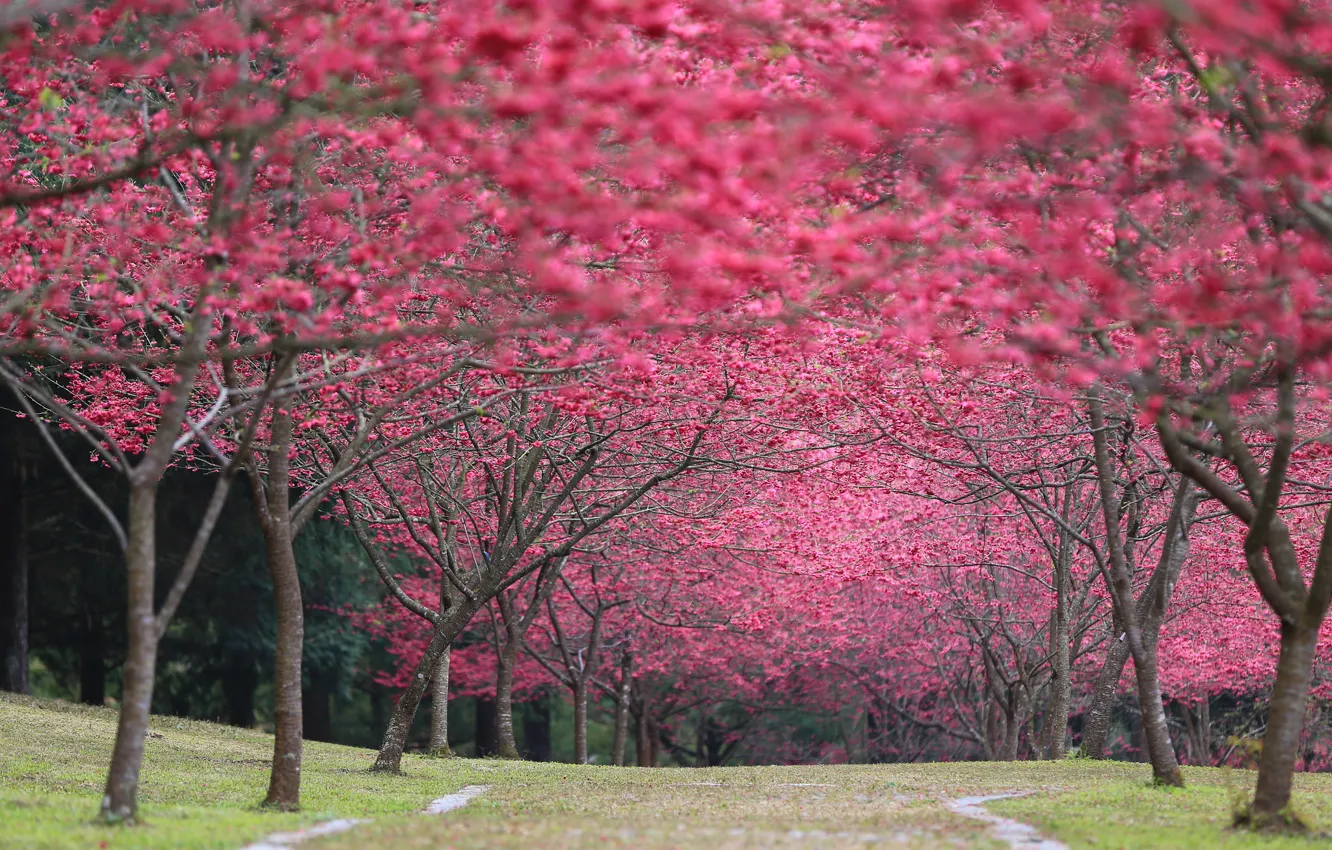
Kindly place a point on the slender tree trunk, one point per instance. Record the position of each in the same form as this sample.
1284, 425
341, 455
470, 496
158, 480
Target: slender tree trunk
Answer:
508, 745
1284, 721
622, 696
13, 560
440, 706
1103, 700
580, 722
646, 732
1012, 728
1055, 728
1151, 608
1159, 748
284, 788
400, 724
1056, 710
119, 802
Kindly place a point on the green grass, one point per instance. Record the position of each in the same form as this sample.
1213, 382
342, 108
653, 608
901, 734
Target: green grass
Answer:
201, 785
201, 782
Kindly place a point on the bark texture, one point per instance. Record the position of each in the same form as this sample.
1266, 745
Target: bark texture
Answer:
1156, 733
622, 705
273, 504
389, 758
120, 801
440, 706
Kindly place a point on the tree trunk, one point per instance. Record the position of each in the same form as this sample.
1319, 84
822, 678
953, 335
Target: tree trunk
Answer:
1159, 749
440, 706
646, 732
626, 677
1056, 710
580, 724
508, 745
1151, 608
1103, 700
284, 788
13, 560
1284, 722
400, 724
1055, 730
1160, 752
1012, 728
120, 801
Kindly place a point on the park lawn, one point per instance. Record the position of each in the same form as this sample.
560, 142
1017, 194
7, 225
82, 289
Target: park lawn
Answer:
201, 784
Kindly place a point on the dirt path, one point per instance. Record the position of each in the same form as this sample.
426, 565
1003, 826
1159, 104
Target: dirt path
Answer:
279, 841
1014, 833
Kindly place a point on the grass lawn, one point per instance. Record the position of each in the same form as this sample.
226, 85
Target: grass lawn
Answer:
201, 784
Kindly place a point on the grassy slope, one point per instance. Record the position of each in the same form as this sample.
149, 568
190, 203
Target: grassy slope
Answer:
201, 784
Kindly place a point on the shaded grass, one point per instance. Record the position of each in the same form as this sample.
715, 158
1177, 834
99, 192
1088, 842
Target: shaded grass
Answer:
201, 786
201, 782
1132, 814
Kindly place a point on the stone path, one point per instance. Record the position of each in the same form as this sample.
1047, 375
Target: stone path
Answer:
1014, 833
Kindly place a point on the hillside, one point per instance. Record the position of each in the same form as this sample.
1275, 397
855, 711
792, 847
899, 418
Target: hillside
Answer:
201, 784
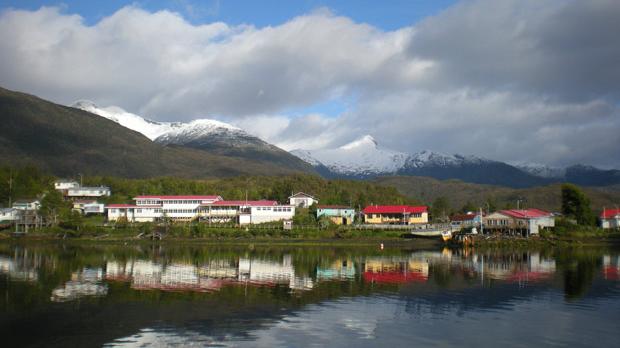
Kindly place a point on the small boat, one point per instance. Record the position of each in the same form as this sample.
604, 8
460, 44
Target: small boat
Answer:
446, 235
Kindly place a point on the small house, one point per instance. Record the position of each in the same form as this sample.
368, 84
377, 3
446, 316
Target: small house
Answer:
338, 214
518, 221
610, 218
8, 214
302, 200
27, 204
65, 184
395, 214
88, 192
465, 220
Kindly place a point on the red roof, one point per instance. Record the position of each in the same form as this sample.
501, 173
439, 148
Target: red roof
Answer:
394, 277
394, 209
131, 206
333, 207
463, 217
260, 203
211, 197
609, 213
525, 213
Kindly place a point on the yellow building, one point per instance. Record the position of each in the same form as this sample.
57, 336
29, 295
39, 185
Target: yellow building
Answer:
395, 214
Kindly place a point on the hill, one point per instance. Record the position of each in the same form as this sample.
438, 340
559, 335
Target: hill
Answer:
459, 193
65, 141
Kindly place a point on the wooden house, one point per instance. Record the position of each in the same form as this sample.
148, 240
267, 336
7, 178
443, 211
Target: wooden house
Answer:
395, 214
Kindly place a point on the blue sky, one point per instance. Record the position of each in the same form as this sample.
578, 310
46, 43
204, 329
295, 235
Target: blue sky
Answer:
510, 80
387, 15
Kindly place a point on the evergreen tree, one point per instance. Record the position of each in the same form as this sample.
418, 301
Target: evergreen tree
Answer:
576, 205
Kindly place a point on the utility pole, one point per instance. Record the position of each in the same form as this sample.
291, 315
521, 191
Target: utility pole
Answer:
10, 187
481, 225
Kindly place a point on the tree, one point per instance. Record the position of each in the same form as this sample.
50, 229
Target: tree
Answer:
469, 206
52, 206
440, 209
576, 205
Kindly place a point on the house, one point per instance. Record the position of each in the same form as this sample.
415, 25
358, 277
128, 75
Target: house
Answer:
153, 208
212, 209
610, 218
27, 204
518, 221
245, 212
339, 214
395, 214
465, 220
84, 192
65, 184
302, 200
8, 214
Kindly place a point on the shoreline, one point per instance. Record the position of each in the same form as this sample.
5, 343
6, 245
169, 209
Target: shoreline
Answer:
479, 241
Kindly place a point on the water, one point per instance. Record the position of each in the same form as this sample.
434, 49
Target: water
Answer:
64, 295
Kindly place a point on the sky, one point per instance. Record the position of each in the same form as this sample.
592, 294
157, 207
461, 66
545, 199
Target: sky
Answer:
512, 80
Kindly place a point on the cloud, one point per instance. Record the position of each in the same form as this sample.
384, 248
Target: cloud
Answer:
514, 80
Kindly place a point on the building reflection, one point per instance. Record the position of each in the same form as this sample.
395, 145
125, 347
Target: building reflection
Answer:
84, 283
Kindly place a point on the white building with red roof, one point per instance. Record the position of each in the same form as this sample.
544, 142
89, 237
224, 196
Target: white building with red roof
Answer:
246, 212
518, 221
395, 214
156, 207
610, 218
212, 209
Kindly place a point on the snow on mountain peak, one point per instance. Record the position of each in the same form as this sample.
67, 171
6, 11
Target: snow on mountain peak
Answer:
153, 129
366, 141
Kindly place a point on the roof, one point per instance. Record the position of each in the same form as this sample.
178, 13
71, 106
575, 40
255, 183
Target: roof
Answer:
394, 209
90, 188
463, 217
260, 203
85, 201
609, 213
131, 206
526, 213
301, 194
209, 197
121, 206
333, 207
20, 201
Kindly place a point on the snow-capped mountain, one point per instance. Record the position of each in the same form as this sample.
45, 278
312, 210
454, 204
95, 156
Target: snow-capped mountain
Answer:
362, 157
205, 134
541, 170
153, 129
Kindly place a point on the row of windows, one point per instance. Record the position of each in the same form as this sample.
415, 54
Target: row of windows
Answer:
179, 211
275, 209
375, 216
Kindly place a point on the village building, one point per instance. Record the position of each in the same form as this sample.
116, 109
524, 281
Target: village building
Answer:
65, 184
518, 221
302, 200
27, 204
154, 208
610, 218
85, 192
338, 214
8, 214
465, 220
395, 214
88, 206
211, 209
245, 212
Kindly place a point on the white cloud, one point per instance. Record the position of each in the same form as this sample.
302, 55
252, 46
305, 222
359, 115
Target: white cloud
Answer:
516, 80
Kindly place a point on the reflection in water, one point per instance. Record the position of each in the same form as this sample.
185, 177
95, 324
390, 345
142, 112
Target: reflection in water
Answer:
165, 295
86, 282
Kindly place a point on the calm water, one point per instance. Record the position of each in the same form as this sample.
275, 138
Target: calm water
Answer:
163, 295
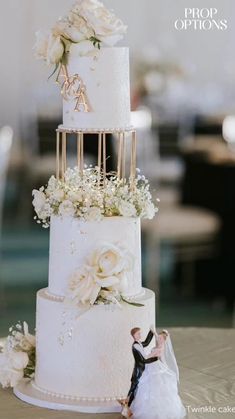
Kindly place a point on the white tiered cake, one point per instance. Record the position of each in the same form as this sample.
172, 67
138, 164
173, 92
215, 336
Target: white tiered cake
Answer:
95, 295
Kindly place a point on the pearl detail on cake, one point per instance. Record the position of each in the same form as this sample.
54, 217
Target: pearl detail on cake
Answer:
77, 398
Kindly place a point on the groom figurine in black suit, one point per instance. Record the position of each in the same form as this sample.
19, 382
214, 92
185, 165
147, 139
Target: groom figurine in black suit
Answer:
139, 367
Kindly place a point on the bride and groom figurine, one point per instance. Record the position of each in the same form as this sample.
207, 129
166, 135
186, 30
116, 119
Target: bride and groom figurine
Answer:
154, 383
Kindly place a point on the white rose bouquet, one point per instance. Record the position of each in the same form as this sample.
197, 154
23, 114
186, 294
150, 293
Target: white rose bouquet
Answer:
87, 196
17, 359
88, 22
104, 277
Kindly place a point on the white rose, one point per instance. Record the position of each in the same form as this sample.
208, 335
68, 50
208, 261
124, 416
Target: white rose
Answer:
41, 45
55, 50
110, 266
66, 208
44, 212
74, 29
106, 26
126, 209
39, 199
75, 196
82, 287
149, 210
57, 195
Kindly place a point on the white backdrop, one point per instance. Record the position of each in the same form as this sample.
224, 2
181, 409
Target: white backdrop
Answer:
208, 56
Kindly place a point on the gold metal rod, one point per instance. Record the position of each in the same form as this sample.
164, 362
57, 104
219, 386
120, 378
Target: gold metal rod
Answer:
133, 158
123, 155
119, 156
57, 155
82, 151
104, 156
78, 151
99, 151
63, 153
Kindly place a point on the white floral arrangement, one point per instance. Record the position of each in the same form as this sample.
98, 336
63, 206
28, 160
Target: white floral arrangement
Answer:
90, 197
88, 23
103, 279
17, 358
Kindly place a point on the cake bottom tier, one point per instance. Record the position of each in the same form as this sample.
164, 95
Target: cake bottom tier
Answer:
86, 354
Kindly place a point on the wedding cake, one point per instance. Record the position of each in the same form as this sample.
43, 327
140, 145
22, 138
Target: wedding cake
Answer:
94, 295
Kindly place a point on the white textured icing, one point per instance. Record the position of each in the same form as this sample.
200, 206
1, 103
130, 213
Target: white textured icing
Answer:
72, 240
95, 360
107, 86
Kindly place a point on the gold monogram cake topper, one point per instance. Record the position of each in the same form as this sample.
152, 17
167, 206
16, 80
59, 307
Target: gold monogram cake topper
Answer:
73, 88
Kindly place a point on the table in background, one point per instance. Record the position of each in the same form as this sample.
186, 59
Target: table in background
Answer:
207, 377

• [AIM]: Arrange the stretch from the line containing "Kindly place a point on the table" through the end of the records as a numbered list, omitting any blank lines.

• [PROBLEM SOLUTION]:
1. Kindly place a point on the table in background, one point per instance. Record the position of each in the same form as this sample.
2. 186, 59
3. Target: table in background
4. Answer:
5. 207, 377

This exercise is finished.